## EXTRACTED TEXT
-----

Here's the thing....
I was OK with ignoring the Helicopter parents...I'm a parent myself, I can sympathize a little...but you're now helicoptering YOUR DAUGHTER'S FRIEND??? WHAT.THE.EFF.???

The questions you asked us should have been asked BY YOUR DAUGHTER to her sorority's MEMBERSHIP CHAIR...not by YOU on GREEKCHAT.

By the way... you WERE a Tri Delta??? Did you turn in your pin?

ETA: I realize I was harsh, and I'm sorry...but AOII BAMA MOM, have you not read ANYTHING else on here? The boards have not been favorable this year to moms who are spoon feeding their daughters and living vicariously.
Quote:
Originally Posted by AOII BAMA MOM View Post
WOW I had not checked this thread in a while and was stunned by the unkind comments directed to me. I was simply inquiring about a Spring Rush at UA. No, my daughter did not ask me to come onto this site and find out. She merely asked me if I had ever heard of there being one. So, just for fun I thought that I would come here and ask. I was stunned by your response. FYI my daughter is doing just fine at Bama. She understands that going to college is more than just getting a degree its about learning life lessons that will prepare you for the "Real World." (without mommy and daddy). With regard to your surly comment about turning in my Tri Delta pledge pin, I obviously used the wrong sentence structure. I AM a Tri Delta and I WAS at the University of Georgia. I know that you don't care about this but these first posts that I have made on this site will be my last. You have given me the impression that this is not a friendly site for information.

-----

## EXERCISE TASKS
**1.** Write out the forum post above word for word, in full.
**2.** From the labeled region records, pull out the part that opens at the very start of the listing and closes with the line containing "176 100 L 165", both ends included, and reproduce it verbatim. Leave the pictures out of your answer.

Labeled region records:

-----

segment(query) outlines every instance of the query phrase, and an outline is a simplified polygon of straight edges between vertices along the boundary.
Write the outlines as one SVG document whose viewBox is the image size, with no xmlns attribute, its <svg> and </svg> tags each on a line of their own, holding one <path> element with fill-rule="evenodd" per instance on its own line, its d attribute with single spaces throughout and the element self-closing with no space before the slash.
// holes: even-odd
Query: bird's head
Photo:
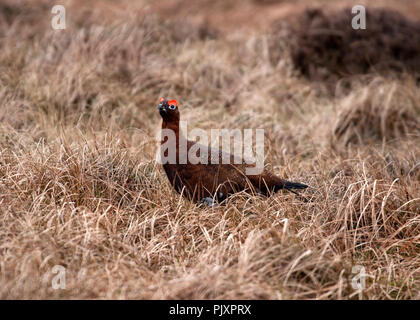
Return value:
<svg viewBox="0 0 420 320">
<path fill-rule="evenodd" d="M 176 100 L 165 100 L 160 98 L 158 110 L 162 119 L 166 122 L 179 121 L 178 102 Z"/>
</svg>

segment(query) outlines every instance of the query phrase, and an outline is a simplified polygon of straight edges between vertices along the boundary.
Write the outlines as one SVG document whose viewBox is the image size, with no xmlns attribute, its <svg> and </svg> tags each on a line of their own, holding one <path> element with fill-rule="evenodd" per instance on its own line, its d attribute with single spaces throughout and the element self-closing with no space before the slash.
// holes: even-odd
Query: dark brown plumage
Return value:
<svg viewBox="0 0 420 320">
<path fill-rule="evenodd" d="M 186 140 L 179 128 L 180 114 L 178 105 L 175 100 L 160 100 L 159 113 L 162 117 L 162 129 L 170 129 L 175 133 L 176 139 L 173 145 L 169 145 L 168 137 L 164 137 L 161 141 L 162 145 L 176 149 L 176 163 L 164 163 L 163 168 L 168 179 L 175 190 L 182 193 L 188 199 L 194 201 L 209 202 L 216 200 L 221 202 L 229 195 L 239 191 L 251 191 L 270 195 L 280 189 L 305 189 L 307 186 L 301 183 L 289 182 L 283 180 L 266 169 L 259 175 L 246 175 L 245 169 L 251 168 L 245 161 L 240 164 L 234 164 L 234 156 L 223 153 L 221 150 L 214 150 L 208 146 L 208 164 L 192 164 L 188 159 L 186 164 L 179 164 L 180 161 L 180 144 L 184 142 L 187 150 L 197 142 Z M 163 152 L 164 156 L 168 156 L 167 149 Z M 218 164 L 211 163 L 212 154 L 219 157 Z M 200 154 L 197 153 L 199 156 Z M 222 155 L 230 157 L 229 164 L 222 163 Z"/>
</svg>

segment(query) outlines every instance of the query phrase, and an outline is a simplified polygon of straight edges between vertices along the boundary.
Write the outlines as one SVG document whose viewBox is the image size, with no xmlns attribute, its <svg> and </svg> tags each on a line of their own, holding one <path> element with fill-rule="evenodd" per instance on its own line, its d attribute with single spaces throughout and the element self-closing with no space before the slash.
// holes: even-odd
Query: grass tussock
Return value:
<svg viewBox="0 0 420 320">
<path fill-rule="evenodd" d="M 420 132 L 420 96 L 413 83 L 377 78 L 340 100 L 334 126 L 337 140 L 389 141 Z"/>
<path fill-rule="evenodd" d="M 320 95 L 288 43 L 272 63 L 271 35 L 174 35 L 159 17 L 77 10 L 54 31 L 18 8 L 0 7 L 19 31 L 0 37 L 1 298 L 420 299 L 413 77 Z M 306 201 L 180 197 L 155 161 L 160 96 L 189 128 L 264 128 L 266 162 L 310 185 Z"/>
</svg>

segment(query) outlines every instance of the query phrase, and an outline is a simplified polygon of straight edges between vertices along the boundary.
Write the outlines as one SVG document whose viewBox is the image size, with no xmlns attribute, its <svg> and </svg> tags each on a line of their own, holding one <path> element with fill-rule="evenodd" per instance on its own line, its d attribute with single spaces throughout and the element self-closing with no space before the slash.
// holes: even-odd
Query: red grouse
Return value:
<svg viewBox="0 0 420 320">
<path fill-rule="evenodd" d="M 208 161 L 197 164 L 191 163 L 190 159 L 185 162 L 180 161 L 182 157 L 180 145 L 184 143 L 186 150 L 189 151 L 197 142 L 186 140 L 180 132 L 180 114 L 176 100 L 168 101 L 161 98 L 158 109 L 163 120 L 161 147 L 165 145 L 166 149 L 161 149 L 161 155 L 168 157 L 170 148 L 173 148 L 173 153 L 176 154 L 176 159 L 172 163 L 163 163 L 163 168 L 175 190 L 188 199 L 217 206 L 216 202 L 222 202 L 229 195 L 239 191 L 250 192 L 254 189 L 257 193 L 268 196 L 280 189 L 292 191 L 291 189 L 307 188 L 304 184 L 283 180 L 266 169 L 258 175 L 247 175 L 246 168 L 250 167 L 249 164 L 245 161 L 236 164 L 237 161 L 234 161 L 234 156 L 231 154 L 227 155 L 230 157 L 229 164 L 225 164 L 226 161 L 222 161 L 222 156 L 226 157 L 226 153 L 209 146 L 200 145 L 208 148 Z M 173 132 L 174 141 L 168 141 L 169 136 L 163 134 L 163 129 L 166 129 L 166 132 L 167 130 Z M 220 161 L 217 164 L 211 161 L 214 160 L 214 155 L 219 157 Z"/>
</svg>

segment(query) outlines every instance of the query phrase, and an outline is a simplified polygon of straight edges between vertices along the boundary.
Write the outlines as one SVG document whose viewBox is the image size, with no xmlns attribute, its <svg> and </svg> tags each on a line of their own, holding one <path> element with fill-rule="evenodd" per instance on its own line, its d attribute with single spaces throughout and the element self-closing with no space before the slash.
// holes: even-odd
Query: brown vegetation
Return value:
<svg viewBox="0 0 420 320">
<path fill-rule="evenodd" d="M 308 9 L 289 24 L 294 66 L 312 80 L 365 73 L 420 75 L 420 22 L 368 8 L 366 30 L 352 28 L 351 8 Z"/>
<path fill-rule="evenodd" d="M 3 3 L 0 298 L 357 299 L 361 265 L 363 298 L 420 299 L 414 77 L 330 95 L 295 75 L 288 43 L 273 64 L 267 35 L 75 9 L 54 31 L 50 10 Z M 161 96 L 190 128 L 264 128 L 266 162 L 309 201 L 180 197 L 155 162 Z"/>
</svg>

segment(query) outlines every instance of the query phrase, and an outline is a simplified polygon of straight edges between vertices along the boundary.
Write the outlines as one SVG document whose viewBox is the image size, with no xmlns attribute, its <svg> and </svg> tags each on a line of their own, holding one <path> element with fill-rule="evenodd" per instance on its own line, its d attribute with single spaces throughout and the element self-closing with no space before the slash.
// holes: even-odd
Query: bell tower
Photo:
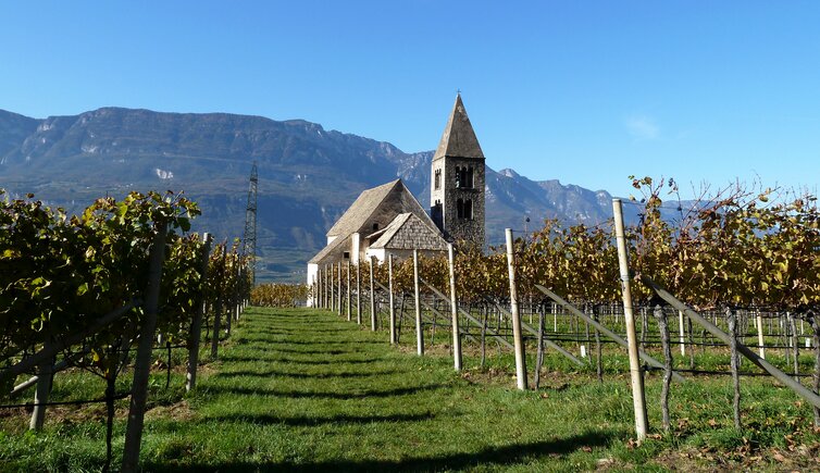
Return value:
<svg viewBox="0 0 820 473">
<path fill-rule="evenodd" d="M 433 155 L 430 204 L 445 238 L 484 248 L 484 152 L 461 95 Z"/>
</svg>

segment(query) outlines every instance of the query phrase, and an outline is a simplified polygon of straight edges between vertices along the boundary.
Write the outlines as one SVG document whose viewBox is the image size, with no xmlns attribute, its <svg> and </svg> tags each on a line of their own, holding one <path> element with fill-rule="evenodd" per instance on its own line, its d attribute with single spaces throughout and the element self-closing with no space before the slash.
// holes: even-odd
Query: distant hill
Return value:
<svg viewBox="0 0 820 473">
<path fill-rule="evenodd" d="M 0 110 L 0 187 L 73 211 L 105 195 L 184 190 L 203 211 L 195 229 L 240 237 L 256 161 L 263 279 L 303 281 L 324 233 L 365 188 L 399 176 L 428 207 L 432 155 L 302 120 L 121 108 L 35 120 Z M 545 217 L 594 224 L 611 215 L 611 196 L 602 190 L 535 182 L 512 170 L 487 169 L 486 183 L 490 245 L 502 240 L 505 227 L 523 229 L 527 216 L 532 229 Z"/>
</svg>

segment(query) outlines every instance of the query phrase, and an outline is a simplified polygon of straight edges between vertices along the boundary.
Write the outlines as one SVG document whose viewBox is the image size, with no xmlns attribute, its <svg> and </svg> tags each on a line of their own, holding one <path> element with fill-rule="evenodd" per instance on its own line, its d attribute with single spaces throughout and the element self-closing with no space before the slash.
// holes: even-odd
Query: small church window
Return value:
<svg viewBox="0 0 820 473">
<path fill-rule="evenodd" d="M 436 225 L 438 225 L 438 227 L 440 228 L 442 227 L 442 217 L 443 217 L 443 214 L 442 214 L 442 201 L 440 200 L 436 200 L 436 203 L 433 206 L 433 212 L 431 212 L 431 213 L 432 213 L 431 216 L 433 217 L 433 222 Z"/>
</svg>

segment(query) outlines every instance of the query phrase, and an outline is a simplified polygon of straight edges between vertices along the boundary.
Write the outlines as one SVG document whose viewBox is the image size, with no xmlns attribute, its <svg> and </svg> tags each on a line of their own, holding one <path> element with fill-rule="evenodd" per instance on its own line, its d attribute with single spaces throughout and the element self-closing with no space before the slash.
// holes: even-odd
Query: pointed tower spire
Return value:
<svg viewBox="0 0 820 473">
<path fill-rule="evenodd" d="M 484 161 L 459 94 L 433 157 L 431 216 L 447 239 L 479 248 L 484 248 Z"/>
<path fill-rule="evenodd" d="M 461 101 L 461 94 L 456 96 L 456 103 L 452 105 L 452 112 L 447 120 L 447 126 L 444 127 L 444 134 L 433 160 L 444 157 L 484 158 L 479 138 L 475 137 L 473 125 L 470 123 L 464 103 Z"/>
</svg>

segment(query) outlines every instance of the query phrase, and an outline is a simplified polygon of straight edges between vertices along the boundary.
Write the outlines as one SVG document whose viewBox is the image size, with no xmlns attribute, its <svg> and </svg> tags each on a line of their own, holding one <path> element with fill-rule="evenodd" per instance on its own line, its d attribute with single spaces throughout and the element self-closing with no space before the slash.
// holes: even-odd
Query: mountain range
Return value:
<svg viewBox="0 0 820 473">
<path fill-rule="evenodd" d="M 105 195 L 182 190 L 202 209 L 195 231 L 241 237 L 256 162 L 261 281 L 303 281 L 327 228 L 365 188 L 398 176 L 428 207 L 432 157 L 303 120 L 122 108 L 38 120 L 0 110 L 0 187 L 69 211 Z M 487 167 L 488 244 L 500 244 L 505 227 L 534 229 L 545 217 L 602 222 L 611 199 L 605 190 Z"/>
</svg>

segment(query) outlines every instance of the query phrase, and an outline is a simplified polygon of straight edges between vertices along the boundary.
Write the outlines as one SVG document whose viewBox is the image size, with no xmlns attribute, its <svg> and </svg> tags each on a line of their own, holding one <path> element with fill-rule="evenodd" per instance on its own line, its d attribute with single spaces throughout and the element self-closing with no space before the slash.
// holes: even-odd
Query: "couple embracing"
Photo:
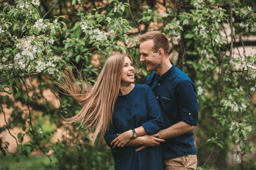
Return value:
<svg viewBox="0 0 256 170">
<path fill-rule="evenodd" d="M 196 170 L 195 86 L 170 62 L 164 35 L 148 32 L 140 42 L 140 62 L 154 71 L 145 85 L 134 84 L 132 60 L 125 54 L 109 57 L 90 89 L 81 89 L 73 76 L 65 76 L 57 84 L 83 104 L 66 120 L 93 129 L 93 142 L 104 136 L 115 170 Z"/>
</svg>

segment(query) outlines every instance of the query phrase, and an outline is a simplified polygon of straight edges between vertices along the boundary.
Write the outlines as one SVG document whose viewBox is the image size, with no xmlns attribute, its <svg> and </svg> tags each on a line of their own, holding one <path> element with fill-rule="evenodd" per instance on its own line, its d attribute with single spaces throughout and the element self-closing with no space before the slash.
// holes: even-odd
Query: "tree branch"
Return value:
<svg viewBox="0 0 256 170">
<path fill-rule="evenodd" d="M 52 8 L 50 8 L 50 9 L 49 9 L 49 10 L 48 11 L 48 12 L 47 12 L 47 13 L 46 13 L 46 14 L 45 14 L 45 15 L 44 15 L 44 17 L 43 17 L 43 18 L 42 18 L 43 19 L 44 18 L 44 17 L 46 17 L 46 16 L 47 16 L 47 15 L 48 15 L 48 14 L 49 13 L 49 12 L 50 12 L 50 11 L 52 10 L 52 8 L 53 8 L 53 7 L 54 7 L 54 6 L 55 6 L 55 5 L 56 5 L 56 4 L 57 4 L 57 3 L 58 3 L 58 2 L 59 1 L 60 1 L 60 0 L 58 0 L 57 1 L 57 2 L 55 3 L 55 4 L 53 5 L 53 6 L 52 6 Z"/>
<path fill-rule="evenodd" d="M 35 130 L 34 130 L 34 128 L 33 128 L 33 125 L 32 124 L 32 118 L 31 117 L 31 111 L 30 111 L 30 107 L 29 107 L 29 96 L 28 89 L 27 87 L 26 87 L 26 85 L 25 83 L 25 82 L 23 80 L 23 79 L 22 78 L 20 79 L 22 81 L 23 84 L 24 84 L 24 86 L 25 86 L 25 88 L 26 88 L 26 91 L 27 96 L 27 98 L 28 98 L 28 99 L 27 99 L 28 101 L 27 102 L 27 105 L 28 106 L 28 109 L 29 110 L 29 123 L 30 125 L 30 126 L 31 126 L 31 129 L 32 129 L 32 133 L 34 136 L 34 138 L 35 139 L 35 143 L 36 144 L 36 145 L 39 148 L 39 149 L 40 150 L 41 150 L 46 156 L 47 156 L 47 157 L 48 157 L 48 158 L 50 160 L 50 162 L 51 162 L 52 159 L 51 159 L 51 158 L 50 158 L 49 156 L 47 155 L 46 154 L 46 153 L 44 151 L 44 150 L 43 150 L 43 149 L 41 148 L 41 147 L 40 147 L 40 146 L 39 145 L 39 144 L 38 143 L 38 142 L 37 142 L 37 140 L 36 140 L 37 139 L 35 137 Z"/>
<path fill-rule="evenodd" d="M 231 42 L 230 43 L 230 56 L 229 59 L 228 60 L 228 64 L 227 65 L 227 70 L 226 70 L 225 72 L 227 72 L 227 71 L 229 69 L 229 68 L 230 65 L 230 61 L 231 59 L 232 59 L 232 55 L 233 54 L 233 51 L 234 49 L 233 49 L 233 39 L 234 38 L 234 34 L 233 33 L 233 21 L 232 21 L 232 16 L 233 16 L 233 12 L 232 11 L 232 6 L 231 4 L 229 4 L 230 9 L 230 29 L 231 31 Z M 220 51 L 220 49 L 219 50 Z"/>
<path fill-rule="evenodd" d="M 129 5 L 130 5 L 130 0 L 127 0 L 127 3 L 128 3 Z M 138 25 L 137 25 L 137 23 L 136 23 L 136 21 L 135 21 L 135 20 L 134 20 L 134 18 L 133 16 L 133 15 L 132 14 L 132 12 L 131 12 L 131 6 L 130 5 L 129 6 L 129 11 L 130 11 L 130 14 L 131 14 L 131 18 L 132 19 L 132 20 L 133 21 L 134 23 L 134 25 L 135 26 L 136 28 L 138 28 L 140 32 L 141 33 L 141 31 L 140 31 L 140 28 L 138 26 Z"/>
<path fill-rule="evenodd" d="M 6 122 L 6 128 L 7 128 L 7 129 L 8 130 L 8 132 L 9 132 L 9 133 L 10 134 L 10 135 L 11 135 L 11 136 L 12 136 L 13 137 L 13 138 L 14 139 L 15 139 L 15 140 L 16 141 L 16 144 L 17 144 L 17 146 L 18 145 L 18 142 L 17 141 L 17 139 L 15 137 L 15 136 L 12 135 L 12 134 L 11 133 L 11 132 L 10 131 L 10 128 L 9 127 L 9 126 L 8 126 L 8 124 L 7 123 L 7 121 L 6 121 L 6 118 L 5 113 L 3 111 L 3 106 L 2 106 L 2 105 L 0 105 L 0 107 L 1 107 L 1 108 L 2 109 L 2 111 L 3 112 L 3 117 L 4 118 L 4 121 Z"/>
</svg>

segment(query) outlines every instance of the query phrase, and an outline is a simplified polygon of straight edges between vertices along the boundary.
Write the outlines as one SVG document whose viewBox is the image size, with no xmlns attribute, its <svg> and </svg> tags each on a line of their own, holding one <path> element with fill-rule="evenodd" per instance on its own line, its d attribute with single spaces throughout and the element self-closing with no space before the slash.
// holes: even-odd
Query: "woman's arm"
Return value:
<svg viewBox="0 0 256 170">
<path fill-rule="evenodd" d="M 137 133 L 137 136 L 138 137 L 148 134 L 148 132 L 142 126 L 134 129 L 134 130 Z M 111 145 L 113 144 L 113 148 L 116 146 L 118 147 L 123 147 L 127 144 L 131 139 L 133 138 L 133 132 L 132 130 L 131 130 L 123 132 L 121 134 L 117 134 L 117 135 L 118 136 L 113 140 L 110 144 Z"/>
<path fill-rule="evenodd" d="M 159 145 L 160 142 L 164 142 L 163 139 L 157 138 L 159 135 L 159 133 L 154 135 L 146 135 L 142 136 L 137 137 L 131 139 L 125 146 L 140 146 L 143 144 L 147 145 L 148 146 L 154 146 Z"/>
<path fill-rule="evenodd" d="M 111 145 L 111 142 L 118 136 L 116 134 L 116 132 L 112 124 L 109 125 L 109 128 L 107 130 L 104 135 L 104 139 L 108 146 L 111 148 L 113 148 L 113 146 Z"/>
</svg>

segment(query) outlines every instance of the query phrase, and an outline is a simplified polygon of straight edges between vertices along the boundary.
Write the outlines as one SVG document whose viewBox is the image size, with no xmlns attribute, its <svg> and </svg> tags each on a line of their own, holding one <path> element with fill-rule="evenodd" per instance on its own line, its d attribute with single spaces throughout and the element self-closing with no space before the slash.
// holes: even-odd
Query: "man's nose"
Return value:
<svg viewBox="0 0 256 170">
<path fill-rule="evenodd" d="M 140 62 L 142 62 L 143 61 L 144 61 L 145 60 L 145 59 L 143 56 L 142 54 L 140 56 Z"/>
</svg>

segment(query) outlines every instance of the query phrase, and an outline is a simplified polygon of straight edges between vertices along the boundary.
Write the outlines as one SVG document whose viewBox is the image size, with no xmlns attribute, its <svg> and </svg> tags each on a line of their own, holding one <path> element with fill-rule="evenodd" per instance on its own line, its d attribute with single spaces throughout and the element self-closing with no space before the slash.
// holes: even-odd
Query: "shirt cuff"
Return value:
<svg viewBox="0 0 256 170">
<path fill-rule="evenodd" d="M 183 116 L 181 119 L 181 121 L 189 125 L 191 125 L 194 126 L 197 125 L 198 119 L 194 117 L 191 114 L 189 115 L 188 116 Z"/>
<path fill-rule="evenodd" d="M 154 126 L 153 125 L 150 125 L 150 122 L 146 122 L 141 124 L 141 125 L 145 129 L 145 130 L 148 132 L 150 135 L 153 135 L 156 133 L 159 130 L 160 130 L 160 128 L 157 128 Z"/>
</svg>

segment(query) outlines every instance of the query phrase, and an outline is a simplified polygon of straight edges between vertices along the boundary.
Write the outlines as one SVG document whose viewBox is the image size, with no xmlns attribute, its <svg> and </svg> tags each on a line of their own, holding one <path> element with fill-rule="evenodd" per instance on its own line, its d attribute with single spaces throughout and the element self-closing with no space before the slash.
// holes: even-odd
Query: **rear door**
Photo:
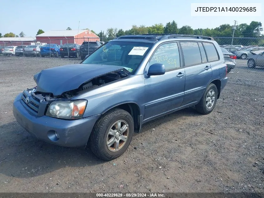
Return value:
<svg viewBox="0 0 264 198">
<path fill-rule="evenodd" d="M 214 46 L 211 43 L 187 41 L 181 41 L 180 43 L 185 72 L 185 96 L 182 104 L 184 106 L 201 99 L 212 78 L 210 62 L 214 59 L 218 60 L 219 57 Z M 207 58 L 204 44 L 213 45 L 209 47 L 212 47 L 216 51 L 217 57 L 214 59 Z"/>
<path fill-rule="evenodd" d="M 153 53 L 148 65 L 163 64 L 163 75 L 145 79 L 145 112 L 144 119 L 152 119 L 181 106 L 184 96 L 184 69 L 181 67 L 177 42 L 162 44 Z M 146 69 L 148 69 L 146 67 Z"/>
</svg>

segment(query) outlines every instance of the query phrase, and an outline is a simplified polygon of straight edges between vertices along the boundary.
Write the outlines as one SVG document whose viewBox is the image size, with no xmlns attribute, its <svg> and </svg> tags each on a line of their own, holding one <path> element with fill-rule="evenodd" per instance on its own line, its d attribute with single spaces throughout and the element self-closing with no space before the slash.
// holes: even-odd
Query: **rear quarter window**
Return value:
<svg viewBox="0 0 264 198">
<path fill-rule="evenodd" d="M 219 60 L 219 57 L 214 45 L 210 43 L 203 43 L 203 46 L 207 54 L 207 58 L 209 62 Z"/>
<path fill-rule="evenodd" d="M 185 66 L 189 66 L 202 63 L 200 49 L 197 42 L 181 42 Z"/>
</svg>

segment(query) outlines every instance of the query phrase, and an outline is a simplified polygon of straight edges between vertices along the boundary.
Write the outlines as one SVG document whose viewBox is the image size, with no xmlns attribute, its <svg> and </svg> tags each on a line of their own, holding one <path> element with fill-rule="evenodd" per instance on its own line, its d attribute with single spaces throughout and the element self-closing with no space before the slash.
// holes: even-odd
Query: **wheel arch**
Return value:
<svg viewBox="0 0 264 198">
<path fill-rule="evenodd" d="M 134 123 L 134 132 L 139 133 L 141 127 L 142 116 L 139 105 L 134 102 L 127 102 L 116 104 L 106 109 L 102 113 L 103 115 L 113 109 L 121 109 L 128 112 L 133 118 Z"/>
<path fill-rule="evenodd" d="M 210 82 L 211 84 L 214 84 L 217 88 L 217 99 L 220 96 L 220 92 L 221 91 L 221 81 L 219 79 L 216 79 Z"/>
</svg>

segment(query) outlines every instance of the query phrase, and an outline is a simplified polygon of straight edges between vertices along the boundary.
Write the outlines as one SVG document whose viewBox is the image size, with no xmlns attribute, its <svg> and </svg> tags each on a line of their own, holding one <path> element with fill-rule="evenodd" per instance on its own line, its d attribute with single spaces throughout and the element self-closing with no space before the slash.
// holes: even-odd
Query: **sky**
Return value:
<svg viewBox="0 0 264 198">
<path fill-rule="evenodd" d="M 239 2 L 238 6 L 240 3 L 249 2 L 247 0 Z M 255 0 L 254 3 L 262 2 Z M 133 25 L 150 26 L 162 23 L 165 26 L 173 20 L 178 28 L 188 25 L 194 29 L 215 28 L 225 23 L 233 24 L 234 20 L 239 24 L 249 24 L 252 21 L 260 22 L 264 27 L 263 8 L 261 17 L 191 16 L 191 3 L 220 3 L 232 2 L 213 0 L 1 1 L 0 33 L 3 35 L 12 32 L 18 35 L 23 31 L 26 37 L 34 37 L 39 29 L 44 32 L 66 30 L 68 27 L 78 29 L 79 21 L 80 29 L 88 28 L 96 33 L 102 30 L 105 33 L 109 28 L 126 30 Z"/>
</svg>

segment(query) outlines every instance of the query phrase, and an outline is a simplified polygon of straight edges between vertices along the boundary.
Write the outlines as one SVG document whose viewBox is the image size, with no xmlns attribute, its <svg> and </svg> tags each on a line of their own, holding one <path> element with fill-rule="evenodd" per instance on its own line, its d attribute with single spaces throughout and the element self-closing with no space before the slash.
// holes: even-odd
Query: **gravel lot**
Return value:
<svg viewBox="0 0 264 198">
<path fill-rule="evenodd" d="M 74 61 L 0 56 L 0 192 L 264 192 L 264 70 L 237 60 L 212 113 L 190 108 L 148 123 L 105 162 L 35 140 L 12 114 L 34 74 Z"/>
</svg>

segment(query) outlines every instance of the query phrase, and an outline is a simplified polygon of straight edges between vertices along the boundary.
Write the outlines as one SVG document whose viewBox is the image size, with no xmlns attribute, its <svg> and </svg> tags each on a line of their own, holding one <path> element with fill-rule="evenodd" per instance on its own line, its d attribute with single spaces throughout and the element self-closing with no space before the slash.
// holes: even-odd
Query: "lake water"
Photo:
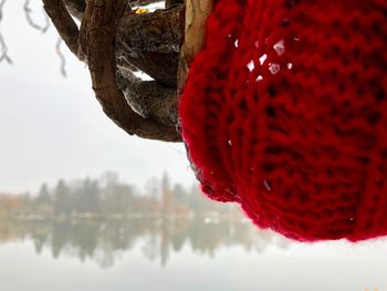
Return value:
<svg viewBox="0 0 387 291">
<path fill-rule="evenodd" d="M 387 290 L 387 240 L 297 243 L 249 221 L 0 221 L 1 291 Z"/>
</svg>

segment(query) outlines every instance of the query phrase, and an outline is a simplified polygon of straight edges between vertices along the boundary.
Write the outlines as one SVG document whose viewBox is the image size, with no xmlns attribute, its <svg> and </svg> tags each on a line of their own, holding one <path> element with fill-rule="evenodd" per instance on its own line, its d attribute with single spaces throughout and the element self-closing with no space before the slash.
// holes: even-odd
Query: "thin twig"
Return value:
<svg viewBox="0 0 387 291">
<path fill-rule="evenodd" d="M 42 33 L 45 33 L 50 27 L 50 21 L 48 20 L 48 15 L 45 14 L 45 24 L 44 27 L 35 23 L 35 21 L 33 20 L 32 18 L 32 12 L 33 10 L 30 8 L 30 0 L 25 0 L 24 1 L 24 4 L 23 4 L 23 10 L 24 10 L 24 13 L 25 13 L 25 19 L 27 19 L 27 22 L 35 30 L 39 30 L 41 31 Z"/>
<path fill-rule="evenodd" d="M 8 55 L 8 46 L 4 42 L 4 39 L 2 38 L 2 34 L 0 33 L 0 63 L 2 61 L 6 61 L 7 63 L 12 64 L 12 60 Z"/>
<path fill-rule="evenodd" d="M 63 0 L 43 0 L 44 10 L 51 18 L 59 34 L 77 58 L 79 54 L 79 28 L 65 8 Z M 82 58 L 80 58 L 82 59 Z"/>
<path fill-rule="evenodd" d="M 0 22 L 1 22 L 1 20 L 2 20 L 2 9 L 3 9 L 4 4 L 6 4 L 6 1 L 7 1 L 7 0 L 1 0 L 1 1 L 0 1 Z M 0 32 L 0 63 L 1 63 L 2 61 L 6 61 L 7 63 L 12 64 L 12 60 L 11 60 L 11 58 L 8 55 L 8 46 L 7 46 L 7 43 L 6 43 L 6 41 L 4 41 L 4 39 L 3 39 L 2 34 L 1 34 L 1 32 Z"/>
<path fill-rule="evenodd" d="M 56 44 L 55 44 L 55 50 L 56 50 L 56 54 L 59 56 L 59 59 L 61 60 L 61 74 L 62 76 L 66 77 L 66 59 L 64 58 L 62 51 L 61 51 L 61 44 L 62 44 L 62 38 L 59 37 Z"/>
</svg>

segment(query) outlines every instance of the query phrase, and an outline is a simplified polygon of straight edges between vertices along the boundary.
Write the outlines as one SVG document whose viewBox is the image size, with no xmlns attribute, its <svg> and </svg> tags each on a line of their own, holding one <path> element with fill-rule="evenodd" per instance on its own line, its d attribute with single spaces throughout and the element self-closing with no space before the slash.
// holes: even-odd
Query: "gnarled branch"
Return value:
<svg viewBox="0 0 387 291">
<path fill-rule="evenodd" d="M 144 118 L 128 106 L 116 83 L 115 35 L 126 0 L 91 0 L 83 17 L 80 45 L 88 60 L 93 90 L 104 112 L 130 135 L 180 141 L 175 126 Z"/>
</svg>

-----

## OUTPUTS BY TASK
**1.**
Here's the thing....
I was OK with ignoring the Helicopter parents...I'm a parent myself, I can sympathize a little...but you're now helicoptering YOUR DAUGHTER'S FRIEND??? WHAT.THE.EFF.???

The questions you asked us should have been asked BY YOUR DAUGHTER to her sorority's MEMBERSHIP CHAIR...not by YOU on GREEKCHAT.

By the way... you WERE a Tri Delta??? Did you turn in your pin?

ETA: I realize I was harsh, and I'm sorry...but AOII BAMA MOM, have you not read ANYTHING else on here? The boards have not been favorable this year to moms who are spoon feeding their daughters and living vicariously.
Quote:
Originally Posted by AOII BAMA MOM View Post
WOW I had not checked this thread in a while and was stunned by the unkind comments directed to me. I was simply inquiring about a Spring Rush at UA. No, my daughter did not ask me to come onto this site and find out. She merely asked me if I had ever heard of there being one. So, just for fun I thought that I would come here and ask. I was stunned by your response. FYI my daughter is doing just fine at Bama. She understands that going to college is more than just getting a degree its about learning life lessons that will prepare you for the "Real World." (without mommy and daddy). With regard to your surly comment about turning in my Tri Delta pledge pin, I obviously used the wrong sentence structure. I AM a Tri Delta and I WAS at the University of Georgia. I know that you don't care about this but these first posts that I have made on this site will be my last. You have given me the impression that this is not a friendly site for information.

**2.**
segment(query) outlines every instance of the query phrase, and an outline is a simplified polygon of straight edges between vertices along the boundary.
Write the outlines as one SVG document whose viewBox is the image size, with no xmlns attribute, its <svg> and </svg> tags each on a line of their own, holding one <path> element with fill-rule="evenodd" per instance on its own line, its d attribute with single spaces throughout and the element self-closing with no space before the slash.
// holes: even-odd
Query: bird's head
Photo:
Return value:
<svg viewBox="0 0 420 320">
<path fill-rule="evenodd" d="M 176 100 L 165 100 L 160 98 L 158 110 L 162 119 L 166 122 L 179 121 L 178 102 Z"/>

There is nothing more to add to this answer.